When writing was invented, it didn’t give us novels.
For a very long time it gave us lists, ledgers, decrees, inventories. Writing was practical, administrative, instrumental. It took centuries before anyone seriously explored the possibility that this strange new medium could hold imagined lives, inner voices, slow transformations, whole worlds unfolding over hundreds of pages.
The novel wasn’t obvious. It wasn’t planned. And it wasn’t what writing was “for”.
It emerged because some people stopped treating writing as a tool and started inhabiting it.
We are standing at a similar moment now.
Large language models are mostly being used for answers, summaries, productivity, and automation. That’s fine. That’s how new media always begin. Early writing was receipts and laws too.
But quietly, in the margins, something else is happening.
Some people are discovering that LLMs can be used not just to get outputs, but to think inside. To explore ideas conversationally. To inhabit perspectives. To stay with questions longer than feels efficient. To let concepts or hypotheses take shape through sustained interaction rather than instant closure.
For those who stumble into it, the experience can be startling.

Study questions -
**A)** For each statement about the passage on writing and language models, say yes or no, and quote the words from the passage that decide it. (i) Early writing consisted mainly of lists, ledgers, decrees, and inventories. (ii) The novel was planned from the start. (iii) Large language models are mostly being used for creative exploration.
**B)** Update the stretch of the passage from "It emerged because" through "else is happening.", putting "edges" in place of "margins".
The lines after this point come from a separate source.

Record extracts -
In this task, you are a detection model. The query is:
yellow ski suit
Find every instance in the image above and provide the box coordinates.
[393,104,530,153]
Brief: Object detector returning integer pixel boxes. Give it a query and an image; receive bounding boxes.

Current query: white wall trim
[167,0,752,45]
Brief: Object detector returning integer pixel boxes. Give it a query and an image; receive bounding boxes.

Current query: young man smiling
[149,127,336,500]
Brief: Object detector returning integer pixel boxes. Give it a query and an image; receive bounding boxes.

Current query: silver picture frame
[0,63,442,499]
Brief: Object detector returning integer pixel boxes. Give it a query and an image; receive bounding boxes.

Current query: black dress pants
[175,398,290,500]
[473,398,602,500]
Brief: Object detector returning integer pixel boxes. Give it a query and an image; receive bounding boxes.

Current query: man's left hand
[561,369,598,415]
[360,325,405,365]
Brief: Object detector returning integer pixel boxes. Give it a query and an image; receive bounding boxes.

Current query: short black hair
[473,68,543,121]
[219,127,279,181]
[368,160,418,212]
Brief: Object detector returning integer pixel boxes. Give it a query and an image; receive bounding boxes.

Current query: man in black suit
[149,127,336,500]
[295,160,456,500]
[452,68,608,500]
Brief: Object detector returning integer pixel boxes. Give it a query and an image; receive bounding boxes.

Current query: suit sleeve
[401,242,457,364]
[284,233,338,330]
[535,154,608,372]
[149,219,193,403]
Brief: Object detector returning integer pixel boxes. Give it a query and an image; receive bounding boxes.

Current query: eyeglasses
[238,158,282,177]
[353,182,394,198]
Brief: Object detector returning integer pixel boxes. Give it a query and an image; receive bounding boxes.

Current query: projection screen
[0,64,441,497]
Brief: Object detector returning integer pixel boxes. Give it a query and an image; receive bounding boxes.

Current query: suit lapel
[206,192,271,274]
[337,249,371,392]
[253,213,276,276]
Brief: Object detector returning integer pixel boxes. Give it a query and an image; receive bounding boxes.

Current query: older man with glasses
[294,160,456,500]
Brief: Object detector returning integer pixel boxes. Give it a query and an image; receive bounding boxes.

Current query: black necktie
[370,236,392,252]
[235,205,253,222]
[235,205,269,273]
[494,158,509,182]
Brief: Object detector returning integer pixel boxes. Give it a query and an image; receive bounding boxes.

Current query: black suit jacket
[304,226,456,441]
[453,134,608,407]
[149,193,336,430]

--

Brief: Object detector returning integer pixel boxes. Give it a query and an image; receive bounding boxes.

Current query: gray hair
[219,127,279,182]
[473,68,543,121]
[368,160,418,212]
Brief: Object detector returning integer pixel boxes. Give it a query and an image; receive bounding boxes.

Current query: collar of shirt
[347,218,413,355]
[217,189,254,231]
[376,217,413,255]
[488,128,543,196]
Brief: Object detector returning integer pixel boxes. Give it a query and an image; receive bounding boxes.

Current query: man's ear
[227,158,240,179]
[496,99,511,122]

List of solutions -
**A)**
(i) Yes: "For a very long time it gave us lists, ledgers, decrees, inventories."
(ii) No: "It wasn’t planned."
(iii) No: "Large language models are mostly being used for answers, summaries, productivity, and automation."

**B)**
It emerged because some people stopped treating writing as a tool and started inhabiting it.
We are standing at a similar moment now.
Large language models are mostly being used for answers, summaries, productivity, and automation. That’s fine. That’s how new media always begin. Early writing was receipts and laws too.
But quietly, in the edges, something else is happening.